TASK TO CARRY OUT:
Please print every item below again, word for word, with no changes.
____
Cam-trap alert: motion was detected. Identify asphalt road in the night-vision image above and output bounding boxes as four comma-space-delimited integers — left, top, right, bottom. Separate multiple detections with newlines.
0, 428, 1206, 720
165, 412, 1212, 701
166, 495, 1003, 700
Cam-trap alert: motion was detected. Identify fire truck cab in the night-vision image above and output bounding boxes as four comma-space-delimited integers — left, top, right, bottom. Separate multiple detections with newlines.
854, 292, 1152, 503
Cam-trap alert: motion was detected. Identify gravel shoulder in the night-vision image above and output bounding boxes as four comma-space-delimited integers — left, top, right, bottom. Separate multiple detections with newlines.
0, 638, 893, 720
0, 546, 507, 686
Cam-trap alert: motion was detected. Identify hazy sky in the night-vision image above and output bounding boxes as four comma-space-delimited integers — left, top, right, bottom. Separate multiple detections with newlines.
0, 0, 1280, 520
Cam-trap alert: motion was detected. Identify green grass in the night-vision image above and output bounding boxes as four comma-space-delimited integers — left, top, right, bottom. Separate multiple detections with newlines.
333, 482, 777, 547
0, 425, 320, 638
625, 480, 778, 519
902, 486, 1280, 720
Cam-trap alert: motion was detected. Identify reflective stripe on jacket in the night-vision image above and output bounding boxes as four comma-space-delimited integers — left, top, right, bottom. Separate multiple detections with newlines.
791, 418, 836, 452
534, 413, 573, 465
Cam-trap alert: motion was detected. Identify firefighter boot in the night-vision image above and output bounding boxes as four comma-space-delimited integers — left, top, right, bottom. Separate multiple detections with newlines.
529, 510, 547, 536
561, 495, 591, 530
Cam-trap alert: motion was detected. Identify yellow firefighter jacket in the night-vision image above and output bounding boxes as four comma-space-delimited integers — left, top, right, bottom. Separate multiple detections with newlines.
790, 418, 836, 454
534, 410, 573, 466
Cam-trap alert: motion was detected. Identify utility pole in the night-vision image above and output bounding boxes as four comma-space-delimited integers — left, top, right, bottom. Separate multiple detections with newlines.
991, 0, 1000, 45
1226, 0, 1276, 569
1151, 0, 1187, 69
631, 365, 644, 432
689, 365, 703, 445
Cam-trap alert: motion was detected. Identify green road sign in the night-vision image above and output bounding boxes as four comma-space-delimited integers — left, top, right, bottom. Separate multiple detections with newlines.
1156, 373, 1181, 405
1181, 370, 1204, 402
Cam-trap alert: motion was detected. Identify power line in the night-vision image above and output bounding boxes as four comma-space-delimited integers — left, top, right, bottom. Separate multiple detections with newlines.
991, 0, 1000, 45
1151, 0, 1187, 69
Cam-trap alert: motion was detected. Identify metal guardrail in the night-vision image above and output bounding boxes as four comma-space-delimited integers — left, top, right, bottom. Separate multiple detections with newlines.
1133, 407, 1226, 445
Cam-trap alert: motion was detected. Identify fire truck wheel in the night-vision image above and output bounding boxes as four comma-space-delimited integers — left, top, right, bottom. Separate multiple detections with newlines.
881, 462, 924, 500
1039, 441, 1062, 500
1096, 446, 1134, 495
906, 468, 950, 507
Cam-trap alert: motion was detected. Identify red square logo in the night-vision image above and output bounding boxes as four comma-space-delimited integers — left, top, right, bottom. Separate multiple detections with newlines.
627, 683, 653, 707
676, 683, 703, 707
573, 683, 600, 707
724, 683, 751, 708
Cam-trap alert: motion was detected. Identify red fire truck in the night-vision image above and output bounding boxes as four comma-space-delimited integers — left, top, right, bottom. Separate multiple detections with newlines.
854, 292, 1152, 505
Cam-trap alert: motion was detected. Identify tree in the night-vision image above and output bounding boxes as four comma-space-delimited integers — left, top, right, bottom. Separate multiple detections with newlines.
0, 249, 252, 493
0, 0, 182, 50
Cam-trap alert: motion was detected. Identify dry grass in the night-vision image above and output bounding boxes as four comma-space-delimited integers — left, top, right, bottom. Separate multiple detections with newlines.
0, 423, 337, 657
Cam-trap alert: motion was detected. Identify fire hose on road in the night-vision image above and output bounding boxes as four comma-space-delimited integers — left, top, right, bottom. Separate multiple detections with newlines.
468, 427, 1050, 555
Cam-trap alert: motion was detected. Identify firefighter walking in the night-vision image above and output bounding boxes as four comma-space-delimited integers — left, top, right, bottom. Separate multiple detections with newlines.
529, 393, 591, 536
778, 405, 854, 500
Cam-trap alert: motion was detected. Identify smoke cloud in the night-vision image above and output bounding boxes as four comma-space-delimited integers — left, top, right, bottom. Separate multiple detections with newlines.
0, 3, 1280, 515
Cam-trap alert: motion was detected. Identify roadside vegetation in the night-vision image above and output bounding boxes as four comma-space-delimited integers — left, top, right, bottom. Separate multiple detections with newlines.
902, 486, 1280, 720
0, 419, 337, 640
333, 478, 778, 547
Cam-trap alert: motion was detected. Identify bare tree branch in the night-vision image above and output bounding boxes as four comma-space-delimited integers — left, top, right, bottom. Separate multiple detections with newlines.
____
ANSWER TO THE TASK:
Cam-trap alert: motion was detected. Identify asphalt road in the night-vision image above and output bounding boxes as four comma-space-delimited integers — left, top, right, bottom. Separate multiple detections with newlines.
0, 428, 1206, 720
165, 412, 1212, 701
166, 495, 1003, 700
Cam-trap alert: motion was detected. Identify fire truck cab in the night-vision image above and output bounding boxes as four comma-space-delimited integers — left, top, right, bottom. Separate multiple detections with newlines.
854, 292, 1152, 503
Cam-trap alert: motion was detected. Identify gravel shoulder in the night-vision image above and output bounding boxes as four comma-space-delimited integers — left, top, right, bottom. Separate multiple detections with newlines.
0, 638, 893, 720
0, 546, 507, 686
Cam-trap alert: motion was detected. Identify hazy sky in the night-vision image above and output bounding boxes as four comma-space-delimited integers — left, top, right, bottom. Separate multiple detections with newlines.
0, 0, 1280, 520
Cam-trap alert: motion was detected. Identify green grass in the night-vision image above and output bounding boxes as four comma-space-delimited integers — left, top, right, bottom. Separate multiple detections with newlines.
333, 482, 777, 547
0, 425, 320, 638
625, 480, 778, 519
902, 486, 1280, 720
Cam-trap alert: motion was detected. Identify reflective stripe on jacket in the night-vision image above and output bounding boxes as four comma-space-delimited integers — left, top, right, bottom. Separate multiple detections with newlines.
791, 418, 836, 452
534, 413, 573, 465
Cam-trap alert: motion was detected. Identify firefighter boot in the night-vision image above and output bounding boxes as four comma-space-delimited integers — left, top, right, bottom. Separate multiple detections with newlines.
529, 510, 547, 536
561, 495, 591, 530
Cam-trap alert: motion was detected. Identify yellow firefighter jacket in the night-vision image above and output bounding boxes as four comma-space-delimited integers — left, top, right, bottom. Separate multiple detections with newlines.
790, 418, 836, 454
534, 410, 573, 466
Cam-trap alert: motion was detected. Identify utility pole in the night-vision image above and output bounding boxes as four comma-space-delimited integers — left, top, right, bottom. Separate multiple detections with newlines.
991, 0, 1000, 45
1226, 0, 1276, 569
1151, 0, 1187, 69
631, 365, 644, 432
689, 365, 703, 445
Cam-trap alert: motion was detected. Identify green road sign in the night-vision image above and output bounding boxes as four comma-space-delimited integers — left, top, right, bottom. Separate multiple detections with newlines.
1156, 373, 1181, 405
1181, 370, 1204, 402
Cam-trap alert: motion was detected. Identify power line in the night-vision image above and output bounding boxes as four comma-space-delimited integers — left, top, right, bottom. Separate multiple detections with newlines.
991, 0, 1000, 45
1151, 0, 1187, 69
Cam-trap alert: motion was detected. Identify metal guardrail in the night-vision image above and output bounding boxes as four comma-space-delimited integers — left, top, right, bottom. Separate multiple detections with newlines.
1133, 407, 1226, 445
Cam-trap alert: motion was detected. Identify fire truck wheel in the night-vision image above and output bounding boxes as four comma-space-delimited integers — left, top, right, bottom. Separate multiple detections with newlines.
881, 462, 924, 500
1039, 441, 1062, 500
1096, 446, 1134, 495
906, 468, 950, 507
Cam-trap alert: motion was detected. Identify red square logo in the night-vision image above and output bounding boxes as four comma-space-delimited integers — left, top, right, bottom. Separate multiple detections with newlines.
627, 683, 653, 707
676, 683, 703, 707
573, 683, 600, 707
724, 683, 751, 708
Cam-trap alert: motion was detected. Identify red fire truck in the night-vision image above and output bounding boxes as four comma-space-delimited integers — left, top, right, bottom. Separate multiple detections with newlines.
854, 292, 1152, 505
Cam-trap alert: motion was detected. Identify tree in the night-vision image above and output bounding boxes as four comma-space-delimited integers — left, top, right, bottom. Separate multiple detections with newlines.
0, 249, 252, 493
0, 0, 182, 50
Cam-trap alert: motion was detected. Identify dry grass in the night-vision image above and output bounding boxes as four comma-space-delimited integers — left, top, right, bottom. Separate multiple detections with newlines.
0, 423, 337, 657
Cam-trap alert: motion was detected. Identify fire hose on road in the night-vision image above and output bounding boxes as four comma-space-delimited integers — left, top, right, bottom. Separate multiple detections with newlines.
468, 427, 1050, 555
Cam-trap alert: motion was detected. Identify firefighter walking in the night-vision image above and output bounding boxes as four comma-space-delimited integers — left, top, right, bottom. Separate multiple detections with newlines.
529, 393, 591, 536
778, 405, 854, 500
Cam-trap alert: motion was detected. Identify smoke cloud in the night-vision image above and output bounding boxes as four comma-space-delimited integers — left, top, right, bottom. Separate multiple detections with newlines.
0, 3, 1280, 515
Cam-trap alert: motion was detected. Identify roadside vegetation in the night-vision image above and output bounding boxes as four comma-space-delimited integers — left, top, right, bottom. Separate multiple detections with newlines.
902, 486, 1280, 720
0, 419, 337, 640
333, 478, 778, 547
Cam-trap alert: motion was detected. Identify bare tree branch in the night-vision image above and output bounding boxes as four comma-space-delimited integers — left, top, right, bottom. Separate multiple detections with newlines.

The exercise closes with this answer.